Problem description - Copy the material from its first line through the line containing "Kindly enter the", replacing "outline" with "boundary" and changing nothing else.

Source data -
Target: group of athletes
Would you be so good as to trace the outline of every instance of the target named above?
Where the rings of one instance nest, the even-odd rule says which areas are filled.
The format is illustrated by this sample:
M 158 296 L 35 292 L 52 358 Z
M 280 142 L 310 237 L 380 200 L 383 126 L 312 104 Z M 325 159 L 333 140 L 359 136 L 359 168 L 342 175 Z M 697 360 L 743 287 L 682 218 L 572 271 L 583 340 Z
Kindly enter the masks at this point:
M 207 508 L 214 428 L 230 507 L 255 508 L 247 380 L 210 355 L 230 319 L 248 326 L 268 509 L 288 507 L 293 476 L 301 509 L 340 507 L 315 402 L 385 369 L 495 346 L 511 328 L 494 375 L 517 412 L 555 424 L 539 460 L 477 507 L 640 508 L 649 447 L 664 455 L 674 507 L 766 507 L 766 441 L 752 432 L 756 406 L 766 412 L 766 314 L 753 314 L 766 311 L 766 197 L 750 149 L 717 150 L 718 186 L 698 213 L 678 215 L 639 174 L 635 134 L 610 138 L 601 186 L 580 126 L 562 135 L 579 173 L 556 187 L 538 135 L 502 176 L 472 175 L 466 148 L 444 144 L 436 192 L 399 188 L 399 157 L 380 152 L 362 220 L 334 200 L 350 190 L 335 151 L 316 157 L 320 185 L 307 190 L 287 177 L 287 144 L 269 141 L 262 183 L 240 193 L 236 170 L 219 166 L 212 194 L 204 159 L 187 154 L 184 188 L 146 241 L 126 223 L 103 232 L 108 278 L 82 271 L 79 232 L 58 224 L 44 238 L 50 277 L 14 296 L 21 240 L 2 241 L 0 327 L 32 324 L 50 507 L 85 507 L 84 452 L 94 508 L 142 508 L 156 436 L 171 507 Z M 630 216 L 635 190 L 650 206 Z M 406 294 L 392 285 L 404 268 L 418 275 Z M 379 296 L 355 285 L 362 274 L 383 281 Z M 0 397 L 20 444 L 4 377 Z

Expected answer -
Target: group of athletes
Would you be so good as to trace the boundary of every instance of the target named above?
Where the rings of one instance nest, the even-odd rule says which areas are filled.
The format is illustrated by this sample:
M 158 296 L 35 292 L 52 358 Z
M 280 142 L 310 237 L 380 200 L 383 126 L 312 104 Z M 325 159 L 333 140 L 359 136 L 359 168 L 342 175 Z M 697 360 L 743 287 L 682 218 L 572 271 L 583 340 Z
Kindly enter the masks at this point:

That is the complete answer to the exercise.